**READING TEXT**.
━━━━━━━━━━

# I & D of Hand



## jdibble (Mar 10, 2011)

Is there a code for an I&D of the metacarpals or would I have to use 10140?  Can someone review the following surgical note from Ortho and let me know if there is a better CPT code to use?

PREOP DIAGNOSIS:  Infected right hand. 

POSTOP DIAGNOSIS:  Infected hematoma of the right hand. 

PROCEDURE:  Incision and drainage with irrigation of the right hand. 

Procedure was as follows:  After the patient was anesthetized, the right upper extremity was prepped and draped in the usual sterile fashion.  Tourniquet was applied but was not used throughout the procedure.  At this time, after a time out to verify the patient, the laterality, antibiotics, etc., a longitudinal incision was made in the area of the 4th metacarpal and subsequently in the area of the second metacarpal.  This was taken down subcutaneously.  It was very edematous.  On putting in a clamp to spread it a little bit, it became evident there was some pus.  It was just a small amount but cultures and sensitivities were done.  There was a small amount of pus also along the other one but it was minimal.  Again, there was a lot of edema.  The wounds were inspected.  I did not see any more pus, even though I palpated the hand and actually pushed on it palmarly, as well as dorsally.  It was therefore irrigated with gentamicin solution.  The thenar eminence was then evaluated and it was still quite swollen.  I was concerned that there might be a pocket of pus there, therefore, a small incision was made right over the muscle itself and the probe was just inserted without any evidence of any either hematoma or pus. This being the situation, all the wounds were copiously irrigated and closed using 4-0 Vicryl subcutaneously and 5-0 nylon for the skin.  A Hemovac drain was inserted so as not to allow any more accumulation of a hematoma.  At this time, the wounds were cleaned and dressed using bacitracin and Adaptic.  A bulky dressing was applied.  Anesthesia was reversed.  The patient tolerated the procedure well and left the OR in good condition.

━━━━━━━━━━

**PROVIDED DATA**.
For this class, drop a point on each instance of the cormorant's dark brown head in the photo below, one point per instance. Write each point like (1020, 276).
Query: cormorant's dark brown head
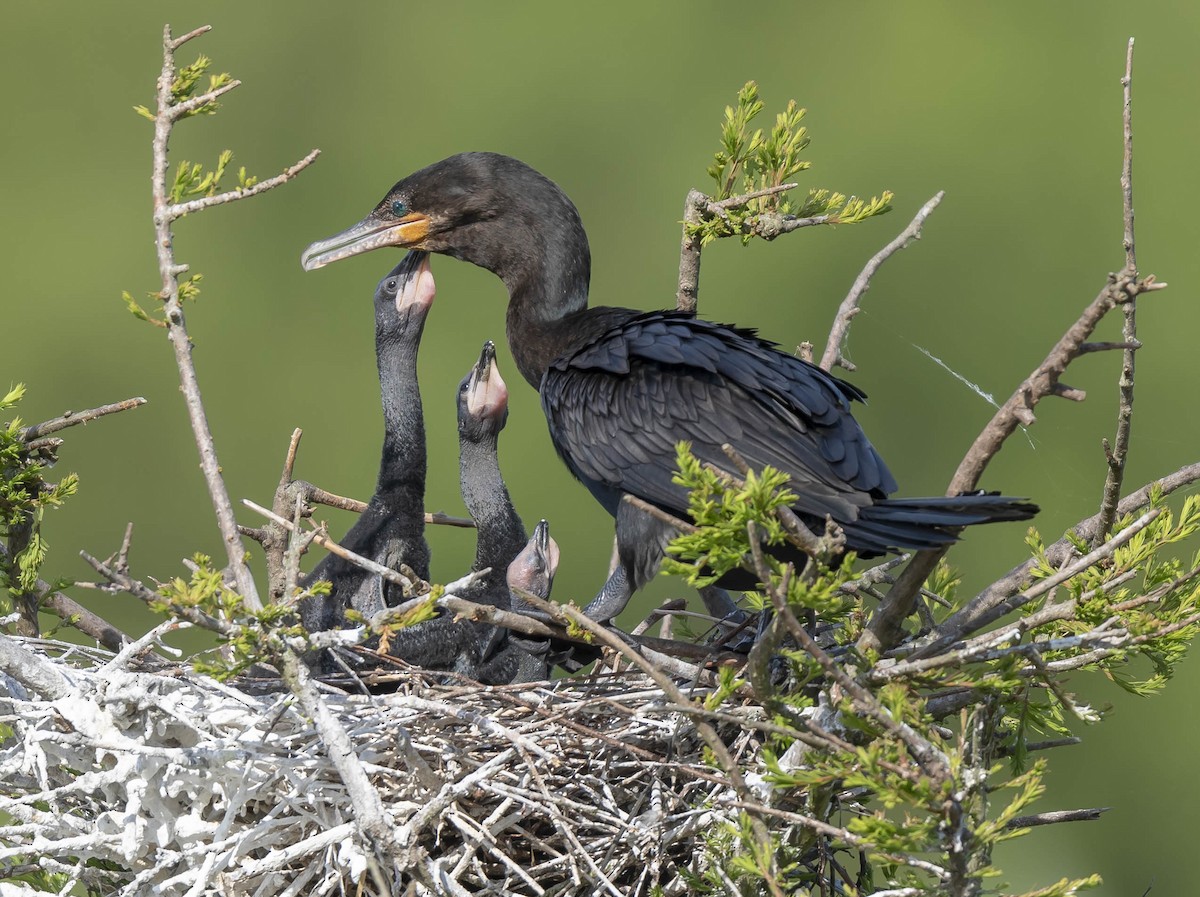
(483, 398)
(484, 208)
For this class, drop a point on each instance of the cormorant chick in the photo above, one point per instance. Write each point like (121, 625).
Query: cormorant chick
(391, 530)
(523, 658)
(499, 533)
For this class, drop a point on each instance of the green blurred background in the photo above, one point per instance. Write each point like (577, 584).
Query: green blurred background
(1013, 109)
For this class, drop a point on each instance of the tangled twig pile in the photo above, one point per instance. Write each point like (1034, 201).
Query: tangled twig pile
(173, 784)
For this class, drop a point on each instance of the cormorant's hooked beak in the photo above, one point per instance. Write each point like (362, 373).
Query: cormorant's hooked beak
(486, 390)
(377, 229)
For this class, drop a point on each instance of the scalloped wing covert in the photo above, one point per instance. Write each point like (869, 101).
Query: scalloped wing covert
(617, 407)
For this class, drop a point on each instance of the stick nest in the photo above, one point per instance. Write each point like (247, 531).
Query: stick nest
(173, 783)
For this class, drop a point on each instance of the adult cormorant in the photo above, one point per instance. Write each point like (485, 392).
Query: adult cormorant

━━━━━━━━━━

**EXERCISE INSTRUCTIONS**.
1 - List every site on the hand where the operative note in the hand I&D thread says an incision was made.
2 - Carry on the hand I&D thread from the point where it stops.
The entries are separate material and not part of the hand I&D thread.

**ANSWERS TO THE PROBLEMS**.
1 -
- The area of the 4th metacarpal
- The area of the second metacarpal
- Right over the muscle of the thenar eminence

2 -
Thanks,


----------



## susanp (Mar 10, 2011)

I think 10140 is the best code for the procedure performed.  Depending on the carrier, it might warrant appending modifier 22 since it seems to have been more extensive than just an I&D.  

If this was a postoperative wound then 10180 might be the code to use in this case.


----------



## jdibble (Mar 10, 2011)

Thanks Susan for your help.

I thought that was what I had to use but I was hoping I was missing something and there was another code.  This was not post op either.

Thanks again!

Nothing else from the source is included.